● Exercise aim:
The records below are to be set down word for word, with every picture left out.

● Input material:
========================
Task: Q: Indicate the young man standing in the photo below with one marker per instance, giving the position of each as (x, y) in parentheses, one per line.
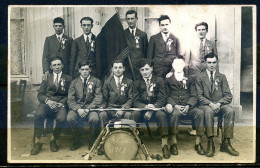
(215, 98)
(84, 94)
(53, 100)
(150, 92)
(182, 100)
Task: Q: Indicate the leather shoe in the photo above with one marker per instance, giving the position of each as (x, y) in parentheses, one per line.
(227, 147)
(53, 146)
(174, 149)
(36, 148)
(210, 148)
(166, 153)
(76, 145)
(199, 149)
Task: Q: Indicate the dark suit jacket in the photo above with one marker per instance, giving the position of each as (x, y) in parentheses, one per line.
(80, 52)
(136, 54)
(162, 58)
(53, 48)
(178, 94)
(140, 95)
(111, 96)
(220, 93)
(93, 97)
(48, 89)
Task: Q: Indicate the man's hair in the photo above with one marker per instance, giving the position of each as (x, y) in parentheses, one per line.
(56, 58)
(119, 61)
(84, 63)
(143, 62)
(202, 24)
(58, 20)
(131, 12)
(86, 18)
(164, 17)
(210, 55)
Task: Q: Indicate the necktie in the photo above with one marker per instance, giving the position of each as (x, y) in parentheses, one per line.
(211, 79)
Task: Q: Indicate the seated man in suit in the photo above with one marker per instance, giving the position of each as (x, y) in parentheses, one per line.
(182, 100)
(150, 92)
(84, 94)
(53, 99)
(117, 93)
(214, 97)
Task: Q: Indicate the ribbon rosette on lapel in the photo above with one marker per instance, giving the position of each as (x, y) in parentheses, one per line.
(123, 86)
(169, 43)
(63, 41)
(216, 83)
(90, 87)
(184, 82)
(62, 84)
(92, 44)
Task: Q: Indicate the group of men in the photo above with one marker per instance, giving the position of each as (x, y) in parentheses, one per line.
(168, 85)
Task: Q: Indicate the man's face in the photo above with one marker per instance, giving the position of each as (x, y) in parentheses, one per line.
(86, 26)
(178, 65)
(146, 71)
(58, 27)
(85, 71)
(56, 66)
(131, 20)
(211, 63)
(164, 25)
(201, 31)
(118, 69)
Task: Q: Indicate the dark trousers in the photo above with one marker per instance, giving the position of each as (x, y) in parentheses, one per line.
(41, 113)
(108, 115)
(227, 112)
(160, 117)
(76, 123)
(195, 114)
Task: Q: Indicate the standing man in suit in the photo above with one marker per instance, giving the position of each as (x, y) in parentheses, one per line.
(83, 48)
(182, 101)
(84, 94)
(215, 96)
(163, 47)
(150, 92)
(117, 93)
(53, 100)
(137, 43)
(58, 44)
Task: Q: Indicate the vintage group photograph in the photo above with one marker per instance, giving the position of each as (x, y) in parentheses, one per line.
(132, 84)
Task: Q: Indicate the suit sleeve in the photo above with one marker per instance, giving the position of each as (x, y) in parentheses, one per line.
(46, 56)
(42, 92)
(128, 104)
(227, 96)
(72, 102)
(137, 102)
(202, 99)
(161, 99)
(73, 57)
(97, 101)
(150, 49)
========================
● Reply:
Task: Q: Indicate the young man standing in the photo below with one marker per instance, giving the position of each as (x, y) in parentheses, one per line.
(215, 98)
(84, 94)
(53, 100)
(150, 92)
(182, 100)
Task: Q: Indicate the leather shoe in the photo above with one marker per instance, giving the position of each as (x, y) in parentheses, one per line.
(227, 147)
(53, 146)
(174, 149)
(36, 148)
(210, 148)
(166, 153)
(76, 145)
(199, 149)
Task: Q: Indicate the dark suit jacket in the photo above with one marker per instance, giving the position of each as (x, y) in parentheses, one per line.
(80, 52)
(136, 54)
(162, 58)
(53, 48)
(178, 94)
(140, 95)
(111, 96)
(220, 93)
(93, 97)
(48, 89)
Task: Q: Indicate the man's hair in the photo above with one marker per instance, giving the position of each as (x, y) in parentheses, one per line.
(56, 58)
(119, 61)
(84, 63)
(143, 62)
(202, 24)
(58, 20)
(131, 12)
(86, 18)
(164, 17)
(210, 55)
Task: Q: Indicate the necktie in the photo above with one marker per instance, giving the position of each as (x, y) in parentheses, one per line.
(211, 79)
Task: Q: Indicate the seated man in suit in the photo above with one marker per instance, giving the position of each as (x, y) in parentheses, one per line.
(182, 100)
(150, 92)
(84, 94)
(53, 99)
(117, 93)
(214, 97)
Task: Q: Indicate the ribbon rosette on lapel in the photo above with one marker per instance, giving the position of each as (x, y) in parentheses, one per line.
(123, 86)
(169, 43)
(63, 41)
(216, 83)
(90, 87)
(184, 82)
(62, 84)
(92, 44)
Task: Q: Indicate the group of men in the photo above with one marker per instance, giving the position of each as (x, y) in parentheses, one per line.
(168, 85)
Task: Q: Indicate the man's face in the photo above with one marker per instance, giving the position of each as (x, y) in parentheses, one per line.
(86, 26)
(178, 65)
(146, 71)
(58, 27)
(85, 71)
(56, 66)
(131, 20)
(211, 63)
(164, 25)
(201, 31)
(118, 69)
Task: Q: Indicate the dark trousers in the photo above with one marker per instance, giving the position of each as (x, y) in parentheses, one per line.
(41, 113)
(108, 115)
(227, 112)
(160, 117)
(76, 123)
(195, 114)
Task: Q: Indicate the standing man in suit in the photo above with one marker per instance, giving the position of each as (x, y) in parentheses, one per line.
(83, 48)
(182, 101)
(84, 94)
(215, 96)
(163, 47)
(150, 92)
(117, 93)
(53, 100)
(137, 43)
(58, 44)
Task: Q: Indicate the vintage group photograph in the photo above with one marker per instance, giving the position of each as (x, y) in parentheses, one per line.
(132, 84)
Task: Q: Indicate the suit sleeve in the photo above with one marker per instance, giving the position of each as (x, y) in parentheses, one per line.
(46, 56)
(42, 92)
(128, 104)
(227, 96)
(72, 102)
(137, 102)
(202, 99)
(161, 99)
(73, 57)
(97, 101)
(150, 49)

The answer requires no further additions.